■ Task goal ■
Please copy the lines from the one containing "curtain listed here." through the one containing "[(157, 305), (155, 284)]", both ends included, and give only those lines. Multiply each pixel coordinate in the answers by 2.55 and round it to a whole number, with halves rounding up.

■ Extracted records ■
· · · · ·

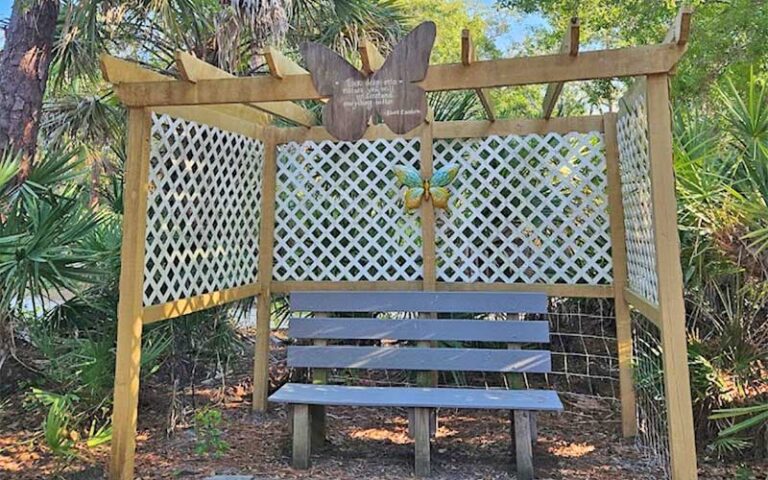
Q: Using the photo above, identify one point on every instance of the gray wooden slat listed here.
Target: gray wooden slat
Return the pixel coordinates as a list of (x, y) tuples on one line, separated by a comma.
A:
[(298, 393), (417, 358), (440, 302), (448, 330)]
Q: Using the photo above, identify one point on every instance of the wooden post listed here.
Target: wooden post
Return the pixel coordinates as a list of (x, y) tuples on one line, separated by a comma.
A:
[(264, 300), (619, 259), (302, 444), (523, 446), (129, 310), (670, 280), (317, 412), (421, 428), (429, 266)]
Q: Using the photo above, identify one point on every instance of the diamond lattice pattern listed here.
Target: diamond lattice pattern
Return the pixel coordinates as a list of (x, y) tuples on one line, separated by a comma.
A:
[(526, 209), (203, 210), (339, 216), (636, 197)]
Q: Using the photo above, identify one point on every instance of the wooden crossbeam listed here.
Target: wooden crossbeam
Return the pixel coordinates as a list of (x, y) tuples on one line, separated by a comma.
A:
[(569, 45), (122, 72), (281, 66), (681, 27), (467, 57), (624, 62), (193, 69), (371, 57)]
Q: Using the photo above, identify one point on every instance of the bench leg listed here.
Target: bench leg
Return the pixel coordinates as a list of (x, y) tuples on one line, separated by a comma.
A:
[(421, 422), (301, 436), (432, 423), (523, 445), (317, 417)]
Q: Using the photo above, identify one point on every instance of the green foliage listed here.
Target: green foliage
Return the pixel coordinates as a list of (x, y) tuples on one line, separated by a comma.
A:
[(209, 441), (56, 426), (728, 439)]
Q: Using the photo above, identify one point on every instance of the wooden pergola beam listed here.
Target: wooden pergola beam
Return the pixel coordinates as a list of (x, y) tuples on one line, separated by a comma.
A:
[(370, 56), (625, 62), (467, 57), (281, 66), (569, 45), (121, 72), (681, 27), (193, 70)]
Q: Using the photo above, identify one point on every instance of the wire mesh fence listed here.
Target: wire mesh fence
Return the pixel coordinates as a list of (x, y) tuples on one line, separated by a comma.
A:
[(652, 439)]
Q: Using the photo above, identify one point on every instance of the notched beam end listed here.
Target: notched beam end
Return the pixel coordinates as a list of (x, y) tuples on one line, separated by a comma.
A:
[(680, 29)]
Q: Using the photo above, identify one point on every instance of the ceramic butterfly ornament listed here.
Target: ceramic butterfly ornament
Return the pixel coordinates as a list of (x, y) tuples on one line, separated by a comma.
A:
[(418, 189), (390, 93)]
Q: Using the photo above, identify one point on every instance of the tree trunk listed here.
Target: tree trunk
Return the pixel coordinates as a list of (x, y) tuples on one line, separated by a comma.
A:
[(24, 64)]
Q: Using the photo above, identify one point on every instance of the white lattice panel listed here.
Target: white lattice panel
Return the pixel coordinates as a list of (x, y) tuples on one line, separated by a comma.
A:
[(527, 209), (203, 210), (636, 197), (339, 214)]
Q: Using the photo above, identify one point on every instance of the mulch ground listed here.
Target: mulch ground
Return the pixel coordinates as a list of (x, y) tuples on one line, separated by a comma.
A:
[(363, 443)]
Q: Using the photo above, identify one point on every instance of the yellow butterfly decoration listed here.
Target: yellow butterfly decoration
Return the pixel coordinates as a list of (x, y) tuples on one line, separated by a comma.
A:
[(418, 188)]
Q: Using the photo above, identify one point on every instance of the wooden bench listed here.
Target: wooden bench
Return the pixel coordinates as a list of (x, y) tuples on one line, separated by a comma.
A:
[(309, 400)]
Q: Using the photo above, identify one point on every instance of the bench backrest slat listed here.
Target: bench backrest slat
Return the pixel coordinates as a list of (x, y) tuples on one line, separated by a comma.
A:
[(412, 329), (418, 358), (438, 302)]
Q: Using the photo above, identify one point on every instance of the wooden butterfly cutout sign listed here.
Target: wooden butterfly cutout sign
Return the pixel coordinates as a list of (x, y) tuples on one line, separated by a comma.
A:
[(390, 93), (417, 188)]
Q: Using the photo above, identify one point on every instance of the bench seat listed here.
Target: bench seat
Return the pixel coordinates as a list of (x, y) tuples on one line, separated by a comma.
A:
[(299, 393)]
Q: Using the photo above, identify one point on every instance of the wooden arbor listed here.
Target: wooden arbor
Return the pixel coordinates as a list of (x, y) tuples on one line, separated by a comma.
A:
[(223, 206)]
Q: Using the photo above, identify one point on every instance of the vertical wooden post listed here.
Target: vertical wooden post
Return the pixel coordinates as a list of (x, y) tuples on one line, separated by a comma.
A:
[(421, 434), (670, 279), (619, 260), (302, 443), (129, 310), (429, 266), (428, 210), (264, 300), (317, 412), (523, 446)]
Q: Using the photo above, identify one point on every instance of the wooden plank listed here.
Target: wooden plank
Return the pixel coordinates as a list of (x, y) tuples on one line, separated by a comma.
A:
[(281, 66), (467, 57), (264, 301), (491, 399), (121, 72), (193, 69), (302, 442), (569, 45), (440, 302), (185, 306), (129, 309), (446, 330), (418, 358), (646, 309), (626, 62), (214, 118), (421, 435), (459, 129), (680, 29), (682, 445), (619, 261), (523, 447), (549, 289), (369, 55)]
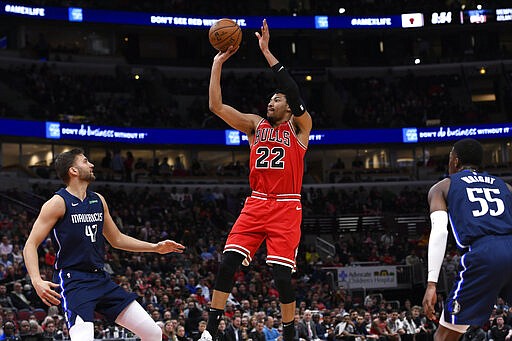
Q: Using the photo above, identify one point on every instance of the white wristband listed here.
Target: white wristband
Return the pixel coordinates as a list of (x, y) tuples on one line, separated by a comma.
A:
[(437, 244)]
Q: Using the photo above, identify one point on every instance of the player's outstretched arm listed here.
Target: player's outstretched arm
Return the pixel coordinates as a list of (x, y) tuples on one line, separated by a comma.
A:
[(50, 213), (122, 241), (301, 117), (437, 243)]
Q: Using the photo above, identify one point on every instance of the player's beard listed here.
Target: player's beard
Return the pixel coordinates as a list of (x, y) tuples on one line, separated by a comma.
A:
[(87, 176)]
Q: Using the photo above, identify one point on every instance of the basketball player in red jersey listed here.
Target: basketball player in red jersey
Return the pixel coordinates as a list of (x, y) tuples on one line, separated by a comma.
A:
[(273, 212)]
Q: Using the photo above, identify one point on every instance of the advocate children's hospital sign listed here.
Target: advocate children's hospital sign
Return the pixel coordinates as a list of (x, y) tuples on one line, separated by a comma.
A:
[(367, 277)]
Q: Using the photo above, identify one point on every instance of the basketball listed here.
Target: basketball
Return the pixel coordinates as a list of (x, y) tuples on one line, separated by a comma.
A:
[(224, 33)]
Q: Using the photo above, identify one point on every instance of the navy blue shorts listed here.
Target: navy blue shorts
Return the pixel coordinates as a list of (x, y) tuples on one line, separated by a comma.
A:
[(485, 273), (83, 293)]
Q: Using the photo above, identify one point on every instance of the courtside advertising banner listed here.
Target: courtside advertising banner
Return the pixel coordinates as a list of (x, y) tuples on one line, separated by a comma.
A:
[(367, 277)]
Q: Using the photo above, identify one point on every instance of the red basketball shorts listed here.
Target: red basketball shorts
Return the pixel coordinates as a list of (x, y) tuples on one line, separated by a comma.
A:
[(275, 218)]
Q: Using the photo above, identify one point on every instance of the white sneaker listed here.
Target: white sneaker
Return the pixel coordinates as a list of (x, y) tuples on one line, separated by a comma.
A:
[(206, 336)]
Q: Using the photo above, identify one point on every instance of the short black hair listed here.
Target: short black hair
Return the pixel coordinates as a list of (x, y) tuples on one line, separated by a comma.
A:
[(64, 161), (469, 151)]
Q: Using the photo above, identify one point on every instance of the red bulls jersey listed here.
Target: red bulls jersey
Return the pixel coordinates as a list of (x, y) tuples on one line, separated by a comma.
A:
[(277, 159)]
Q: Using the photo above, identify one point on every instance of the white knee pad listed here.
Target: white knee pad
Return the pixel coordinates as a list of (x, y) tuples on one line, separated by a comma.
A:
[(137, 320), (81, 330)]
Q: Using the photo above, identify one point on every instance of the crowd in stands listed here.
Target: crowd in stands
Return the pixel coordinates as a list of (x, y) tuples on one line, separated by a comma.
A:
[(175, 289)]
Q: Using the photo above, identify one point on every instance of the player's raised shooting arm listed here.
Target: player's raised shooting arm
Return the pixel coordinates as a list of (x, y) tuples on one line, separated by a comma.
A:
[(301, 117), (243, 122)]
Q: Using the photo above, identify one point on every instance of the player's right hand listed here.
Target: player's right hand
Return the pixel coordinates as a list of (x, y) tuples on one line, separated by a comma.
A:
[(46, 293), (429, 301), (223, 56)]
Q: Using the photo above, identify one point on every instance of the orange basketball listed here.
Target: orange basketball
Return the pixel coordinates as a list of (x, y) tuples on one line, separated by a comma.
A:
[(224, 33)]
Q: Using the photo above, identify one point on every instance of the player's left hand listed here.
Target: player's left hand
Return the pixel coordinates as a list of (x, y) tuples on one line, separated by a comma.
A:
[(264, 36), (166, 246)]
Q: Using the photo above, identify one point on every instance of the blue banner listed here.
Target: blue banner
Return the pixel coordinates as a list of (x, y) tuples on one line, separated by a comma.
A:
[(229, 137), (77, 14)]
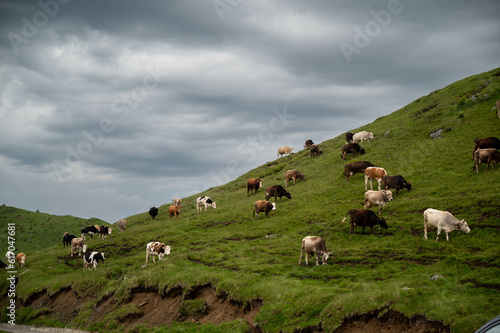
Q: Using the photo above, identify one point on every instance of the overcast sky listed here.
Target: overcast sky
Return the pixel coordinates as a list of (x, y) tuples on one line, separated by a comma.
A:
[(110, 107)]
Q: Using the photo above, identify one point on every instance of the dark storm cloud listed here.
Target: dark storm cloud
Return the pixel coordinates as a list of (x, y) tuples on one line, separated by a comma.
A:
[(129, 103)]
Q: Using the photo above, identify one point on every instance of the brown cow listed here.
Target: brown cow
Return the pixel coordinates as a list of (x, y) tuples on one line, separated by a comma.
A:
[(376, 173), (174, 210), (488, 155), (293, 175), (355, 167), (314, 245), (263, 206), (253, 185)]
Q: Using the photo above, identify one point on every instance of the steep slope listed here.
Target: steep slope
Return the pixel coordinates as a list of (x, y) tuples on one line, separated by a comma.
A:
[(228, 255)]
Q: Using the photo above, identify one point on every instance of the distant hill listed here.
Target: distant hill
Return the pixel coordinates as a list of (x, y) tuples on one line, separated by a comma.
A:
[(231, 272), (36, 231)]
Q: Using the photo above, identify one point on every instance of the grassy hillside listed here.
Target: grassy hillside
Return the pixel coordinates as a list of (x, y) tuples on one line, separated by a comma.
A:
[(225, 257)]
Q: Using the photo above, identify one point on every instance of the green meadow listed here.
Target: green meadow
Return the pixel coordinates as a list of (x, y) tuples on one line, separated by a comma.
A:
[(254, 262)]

· · · · ·

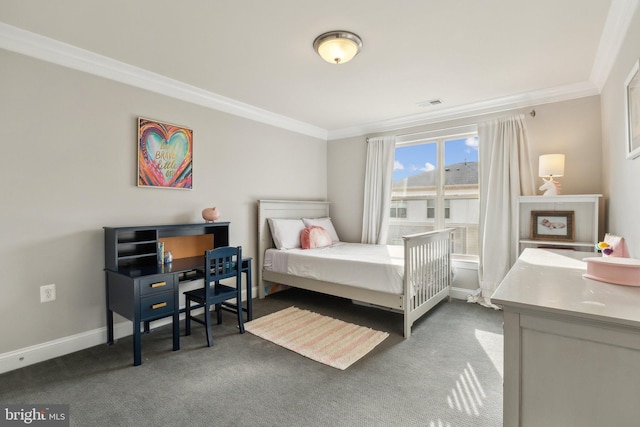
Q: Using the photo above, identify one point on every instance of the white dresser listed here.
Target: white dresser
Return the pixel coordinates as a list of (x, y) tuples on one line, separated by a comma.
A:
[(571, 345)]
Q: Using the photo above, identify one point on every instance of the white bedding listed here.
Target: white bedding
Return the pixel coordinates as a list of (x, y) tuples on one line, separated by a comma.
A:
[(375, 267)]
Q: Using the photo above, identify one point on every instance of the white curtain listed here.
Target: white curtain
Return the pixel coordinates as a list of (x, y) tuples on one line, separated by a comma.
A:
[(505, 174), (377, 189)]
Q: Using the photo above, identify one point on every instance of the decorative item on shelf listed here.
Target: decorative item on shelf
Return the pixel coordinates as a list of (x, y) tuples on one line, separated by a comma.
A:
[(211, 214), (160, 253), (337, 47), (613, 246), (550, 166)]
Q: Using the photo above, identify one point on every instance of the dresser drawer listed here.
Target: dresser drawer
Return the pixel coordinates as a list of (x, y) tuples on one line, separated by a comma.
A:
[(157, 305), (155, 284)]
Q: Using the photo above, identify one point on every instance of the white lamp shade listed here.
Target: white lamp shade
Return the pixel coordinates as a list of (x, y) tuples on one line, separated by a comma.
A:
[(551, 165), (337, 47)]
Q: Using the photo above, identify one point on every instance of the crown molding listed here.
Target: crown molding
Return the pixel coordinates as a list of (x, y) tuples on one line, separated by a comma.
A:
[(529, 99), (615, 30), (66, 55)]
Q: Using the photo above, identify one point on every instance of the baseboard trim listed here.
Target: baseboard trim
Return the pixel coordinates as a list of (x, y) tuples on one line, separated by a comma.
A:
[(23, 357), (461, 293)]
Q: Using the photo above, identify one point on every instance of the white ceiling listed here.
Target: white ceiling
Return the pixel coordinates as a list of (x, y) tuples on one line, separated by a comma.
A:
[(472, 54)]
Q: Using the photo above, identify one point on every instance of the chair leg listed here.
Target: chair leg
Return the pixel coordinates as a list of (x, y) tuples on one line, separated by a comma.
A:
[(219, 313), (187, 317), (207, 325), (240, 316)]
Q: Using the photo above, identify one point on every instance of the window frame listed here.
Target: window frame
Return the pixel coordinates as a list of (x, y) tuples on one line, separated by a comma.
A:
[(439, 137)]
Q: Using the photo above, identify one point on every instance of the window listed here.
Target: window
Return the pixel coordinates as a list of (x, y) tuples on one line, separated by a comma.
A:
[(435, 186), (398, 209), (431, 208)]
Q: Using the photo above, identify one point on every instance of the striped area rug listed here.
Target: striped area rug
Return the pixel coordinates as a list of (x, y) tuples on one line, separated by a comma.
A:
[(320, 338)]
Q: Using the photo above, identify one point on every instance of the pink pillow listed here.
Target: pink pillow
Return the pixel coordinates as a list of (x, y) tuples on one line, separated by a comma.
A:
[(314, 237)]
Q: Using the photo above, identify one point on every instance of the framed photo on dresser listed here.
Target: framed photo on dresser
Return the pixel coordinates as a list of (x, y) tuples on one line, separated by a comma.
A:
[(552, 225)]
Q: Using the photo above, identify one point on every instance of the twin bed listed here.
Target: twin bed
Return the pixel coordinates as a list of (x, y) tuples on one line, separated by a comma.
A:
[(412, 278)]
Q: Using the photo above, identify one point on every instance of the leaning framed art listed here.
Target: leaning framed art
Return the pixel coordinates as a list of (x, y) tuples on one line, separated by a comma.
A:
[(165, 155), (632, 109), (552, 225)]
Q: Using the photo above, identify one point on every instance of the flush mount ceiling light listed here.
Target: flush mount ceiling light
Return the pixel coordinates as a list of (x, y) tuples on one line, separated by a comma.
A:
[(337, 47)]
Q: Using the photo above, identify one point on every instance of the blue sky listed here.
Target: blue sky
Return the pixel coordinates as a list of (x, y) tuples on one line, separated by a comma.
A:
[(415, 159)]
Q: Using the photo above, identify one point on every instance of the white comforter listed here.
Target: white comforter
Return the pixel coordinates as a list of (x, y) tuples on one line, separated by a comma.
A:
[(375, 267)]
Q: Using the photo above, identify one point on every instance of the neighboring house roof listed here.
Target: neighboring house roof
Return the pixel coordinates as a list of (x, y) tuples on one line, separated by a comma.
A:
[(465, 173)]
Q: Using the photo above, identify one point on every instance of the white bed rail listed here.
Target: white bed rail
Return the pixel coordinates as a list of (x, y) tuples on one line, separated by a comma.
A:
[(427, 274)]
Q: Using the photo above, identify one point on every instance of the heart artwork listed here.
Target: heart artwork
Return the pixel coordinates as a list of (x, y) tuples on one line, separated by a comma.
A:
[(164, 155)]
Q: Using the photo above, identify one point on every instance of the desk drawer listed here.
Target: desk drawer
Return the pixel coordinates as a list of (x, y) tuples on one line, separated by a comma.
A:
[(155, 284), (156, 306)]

· · · · ·

■ Output ■
Q: Using the photo above, identify one point on every instance of the white curtain listed here.
Target: white curtain
Return the pixel coordinates as a list of (x, y) tuples on one line, separated by a comma.
A:
[(1288, 444), (961, 482)]
Q: Using the photo above, identify one point on every instance of the decorative item on shelf listed here.
Target: decorative item on shelf
Return the pixel coordinates as a list of (x, y) tuples on one line, separated by a comma.
A:
[(538, 546), (408, 645), (859, 120), (1563, 627), (1403, 423)]
Q: Using the photo above, identify one point on every instance of the dresser drawer listed here.
Target: dresser drawer
Return the pixel coordinates as a list of (x, y) tuples on one line, separated by a comma.
A:
[(400, 778), (395, 724)]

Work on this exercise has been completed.